Part B Insider (Multispecialty) Coding Alert

OIG Adds Consults to Injury

3 Easy Ways to Avoid Trouble

If your doctor regularly receives patients from another physician, you'd better make sure both of them are writing down the right words to pass muster as a consult.
 
The HHS Office of Inspector General listed consults as one of its hot-button issues for 2003, and physician offices are freaking out. But even before the OIG noticed this issue, many offices had a problem with billing for consults, says Mary I. Falbo, president of Millennium Healthcare Consulting Inc. in Lansdale, Pa. "It's getting more attention because it's on the OIG radar screen."
 
There was a dramatic increase in billings for consults after CMS loosened the rules for billing them a few years ago, says attorney William Sarraille with Arent Fox Kintner Plotkin & Kahn in New York.
 
Auditors have always looked at this issue, says Marcella Bucknam, HIM coordinator with Clarkson College in Omaha, Neb. "They want to see documentation that there really was a request for information and not just a referral." This can be a pretty subtle distinction, but it can add up to a huge difference in reimbursement.

[Point-per-instance localization data]
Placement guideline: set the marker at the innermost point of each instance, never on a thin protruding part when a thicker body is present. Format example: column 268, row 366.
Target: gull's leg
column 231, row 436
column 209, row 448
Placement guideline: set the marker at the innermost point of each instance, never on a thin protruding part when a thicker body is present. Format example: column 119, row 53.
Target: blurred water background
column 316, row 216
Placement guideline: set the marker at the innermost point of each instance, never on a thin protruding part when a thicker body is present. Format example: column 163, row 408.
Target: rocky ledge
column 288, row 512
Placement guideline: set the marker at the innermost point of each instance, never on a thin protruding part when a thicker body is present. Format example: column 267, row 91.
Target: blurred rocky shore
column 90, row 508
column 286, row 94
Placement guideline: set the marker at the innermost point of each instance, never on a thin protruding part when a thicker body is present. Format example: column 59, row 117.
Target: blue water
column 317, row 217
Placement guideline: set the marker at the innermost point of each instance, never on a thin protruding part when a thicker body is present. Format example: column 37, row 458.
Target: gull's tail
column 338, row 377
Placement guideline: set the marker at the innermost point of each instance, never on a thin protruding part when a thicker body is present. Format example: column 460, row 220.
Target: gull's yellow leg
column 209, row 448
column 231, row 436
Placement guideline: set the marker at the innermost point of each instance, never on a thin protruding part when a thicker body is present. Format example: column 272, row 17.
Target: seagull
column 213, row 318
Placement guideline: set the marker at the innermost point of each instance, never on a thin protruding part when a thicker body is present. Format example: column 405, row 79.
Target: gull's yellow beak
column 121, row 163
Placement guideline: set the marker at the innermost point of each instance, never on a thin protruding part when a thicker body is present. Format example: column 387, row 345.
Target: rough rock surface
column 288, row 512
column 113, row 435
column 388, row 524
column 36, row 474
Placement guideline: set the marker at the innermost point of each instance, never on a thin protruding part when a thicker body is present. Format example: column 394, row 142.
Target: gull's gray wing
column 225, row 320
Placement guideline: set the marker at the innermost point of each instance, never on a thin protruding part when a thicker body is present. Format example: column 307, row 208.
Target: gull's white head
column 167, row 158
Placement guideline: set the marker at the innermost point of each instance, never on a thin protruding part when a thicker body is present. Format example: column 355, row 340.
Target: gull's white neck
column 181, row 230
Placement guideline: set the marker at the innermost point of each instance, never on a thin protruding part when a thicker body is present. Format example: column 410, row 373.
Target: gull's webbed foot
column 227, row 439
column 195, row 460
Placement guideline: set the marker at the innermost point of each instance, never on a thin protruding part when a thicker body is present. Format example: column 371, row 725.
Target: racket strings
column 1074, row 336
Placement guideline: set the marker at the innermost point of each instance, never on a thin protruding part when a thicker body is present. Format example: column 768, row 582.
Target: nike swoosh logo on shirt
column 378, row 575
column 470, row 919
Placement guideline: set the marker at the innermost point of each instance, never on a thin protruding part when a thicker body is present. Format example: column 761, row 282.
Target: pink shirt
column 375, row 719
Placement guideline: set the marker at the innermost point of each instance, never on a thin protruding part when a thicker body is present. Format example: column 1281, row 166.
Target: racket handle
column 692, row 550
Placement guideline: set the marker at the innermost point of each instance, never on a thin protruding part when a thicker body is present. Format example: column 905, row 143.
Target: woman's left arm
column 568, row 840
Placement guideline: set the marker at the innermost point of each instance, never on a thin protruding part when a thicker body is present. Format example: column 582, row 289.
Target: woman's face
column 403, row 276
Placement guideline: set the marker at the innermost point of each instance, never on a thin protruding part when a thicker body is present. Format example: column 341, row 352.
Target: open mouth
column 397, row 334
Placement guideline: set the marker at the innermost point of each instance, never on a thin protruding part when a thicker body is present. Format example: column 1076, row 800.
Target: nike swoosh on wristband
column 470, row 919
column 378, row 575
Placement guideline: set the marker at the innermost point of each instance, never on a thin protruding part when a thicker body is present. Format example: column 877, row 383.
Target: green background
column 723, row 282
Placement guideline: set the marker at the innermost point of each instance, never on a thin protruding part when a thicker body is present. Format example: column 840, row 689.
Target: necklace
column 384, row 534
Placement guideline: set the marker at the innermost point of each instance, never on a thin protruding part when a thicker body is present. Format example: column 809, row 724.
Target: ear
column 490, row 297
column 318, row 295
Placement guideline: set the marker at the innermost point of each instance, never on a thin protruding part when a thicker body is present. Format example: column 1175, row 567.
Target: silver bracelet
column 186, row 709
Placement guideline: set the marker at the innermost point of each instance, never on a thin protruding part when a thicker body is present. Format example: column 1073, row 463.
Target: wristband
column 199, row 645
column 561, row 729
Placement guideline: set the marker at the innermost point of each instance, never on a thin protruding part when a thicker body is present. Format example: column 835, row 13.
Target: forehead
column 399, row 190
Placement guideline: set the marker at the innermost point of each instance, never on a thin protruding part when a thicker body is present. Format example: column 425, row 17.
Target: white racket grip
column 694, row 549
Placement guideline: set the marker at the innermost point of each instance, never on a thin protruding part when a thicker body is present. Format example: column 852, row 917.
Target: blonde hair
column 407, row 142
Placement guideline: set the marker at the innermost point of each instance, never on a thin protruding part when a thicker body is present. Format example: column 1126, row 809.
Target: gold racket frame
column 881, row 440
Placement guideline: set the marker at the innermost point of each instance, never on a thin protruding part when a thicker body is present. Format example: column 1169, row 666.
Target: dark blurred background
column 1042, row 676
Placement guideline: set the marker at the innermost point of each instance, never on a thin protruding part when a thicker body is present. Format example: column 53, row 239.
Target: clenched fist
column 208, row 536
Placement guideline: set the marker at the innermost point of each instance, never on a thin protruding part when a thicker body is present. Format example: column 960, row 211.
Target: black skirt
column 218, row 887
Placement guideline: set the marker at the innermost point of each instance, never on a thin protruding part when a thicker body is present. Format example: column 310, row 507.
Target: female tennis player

**PROBLEM**
Carry on the coding alert about consult billing, starting after its last sentence.

**OUTPUT OF THE EXERCISE**
For a bona-fide consultation, the referring physician must always include a question, such as "What would you recommend?" or "Do you agree with this patient's care plan?" Bucknam says.
 
"The most fundamental issue is whether these are consultation services or E/M services ," Sarraille says. The difference between the two is "ultimately dependent on the subjective intent of the requesting physicians." If your office receives a patient from another office, ask explicitly if this is a consultation, he says. Ask the referring physician if she's looking for advice and opinions, or wants your physician to take over management of the patient.
 
"Some offices will actually send over a confirmatory fax saying, 'You requested our opinion on this patient. If this is correct, please place this in your files as a confirmatory document,' " Sarraille says.